#### Input data ####

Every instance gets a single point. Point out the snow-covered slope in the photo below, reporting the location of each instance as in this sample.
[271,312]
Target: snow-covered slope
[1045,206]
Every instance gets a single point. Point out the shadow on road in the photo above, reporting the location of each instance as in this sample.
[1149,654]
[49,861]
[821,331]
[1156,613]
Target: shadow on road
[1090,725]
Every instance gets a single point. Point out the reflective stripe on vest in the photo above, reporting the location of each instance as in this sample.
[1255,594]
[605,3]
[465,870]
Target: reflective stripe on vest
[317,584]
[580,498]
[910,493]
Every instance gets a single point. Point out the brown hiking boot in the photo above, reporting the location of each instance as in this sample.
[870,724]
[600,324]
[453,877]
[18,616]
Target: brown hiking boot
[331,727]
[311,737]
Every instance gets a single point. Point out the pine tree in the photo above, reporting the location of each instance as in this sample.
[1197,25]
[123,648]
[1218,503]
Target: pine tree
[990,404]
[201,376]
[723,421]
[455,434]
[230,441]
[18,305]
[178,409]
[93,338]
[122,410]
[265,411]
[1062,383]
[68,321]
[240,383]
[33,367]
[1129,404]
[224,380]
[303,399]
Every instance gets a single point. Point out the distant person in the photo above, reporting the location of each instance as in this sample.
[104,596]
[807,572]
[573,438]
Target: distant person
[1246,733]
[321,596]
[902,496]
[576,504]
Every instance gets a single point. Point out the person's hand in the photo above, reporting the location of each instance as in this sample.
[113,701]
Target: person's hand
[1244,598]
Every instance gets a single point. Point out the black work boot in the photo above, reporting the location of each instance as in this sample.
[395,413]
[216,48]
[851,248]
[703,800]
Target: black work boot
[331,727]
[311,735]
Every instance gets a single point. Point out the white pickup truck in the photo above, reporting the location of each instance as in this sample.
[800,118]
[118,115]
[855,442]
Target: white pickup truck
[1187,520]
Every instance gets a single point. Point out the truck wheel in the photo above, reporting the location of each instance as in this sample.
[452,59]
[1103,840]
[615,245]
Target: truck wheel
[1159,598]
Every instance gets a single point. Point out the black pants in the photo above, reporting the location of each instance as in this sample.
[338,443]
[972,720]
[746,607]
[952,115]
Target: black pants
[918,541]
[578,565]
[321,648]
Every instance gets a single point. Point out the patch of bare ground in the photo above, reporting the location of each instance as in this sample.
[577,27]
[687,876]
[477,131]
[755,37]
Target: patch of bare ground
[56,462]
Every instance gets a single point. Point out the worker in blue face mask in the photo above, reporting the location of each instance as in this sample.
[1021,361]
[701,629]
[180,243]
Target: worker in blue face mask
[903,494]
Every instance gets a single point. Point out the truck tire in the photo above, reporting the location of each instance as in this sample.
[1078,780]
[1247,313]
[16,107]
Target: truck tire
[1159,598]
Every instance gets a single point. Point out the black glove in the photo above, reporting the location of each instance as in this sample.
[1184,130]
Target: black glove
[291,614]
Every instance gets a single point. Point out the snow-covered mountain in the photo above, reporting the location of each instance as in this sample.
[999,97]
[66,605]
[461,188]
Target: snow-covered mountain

####

The records are given above. Copy each line in them that holds "mountain".

▸ Output for this exercise
Every instance gets a single point. Point out the snow-covered mountain in the photo above, reporting the location of each instance as in this sample.
Target: snow-covered mountain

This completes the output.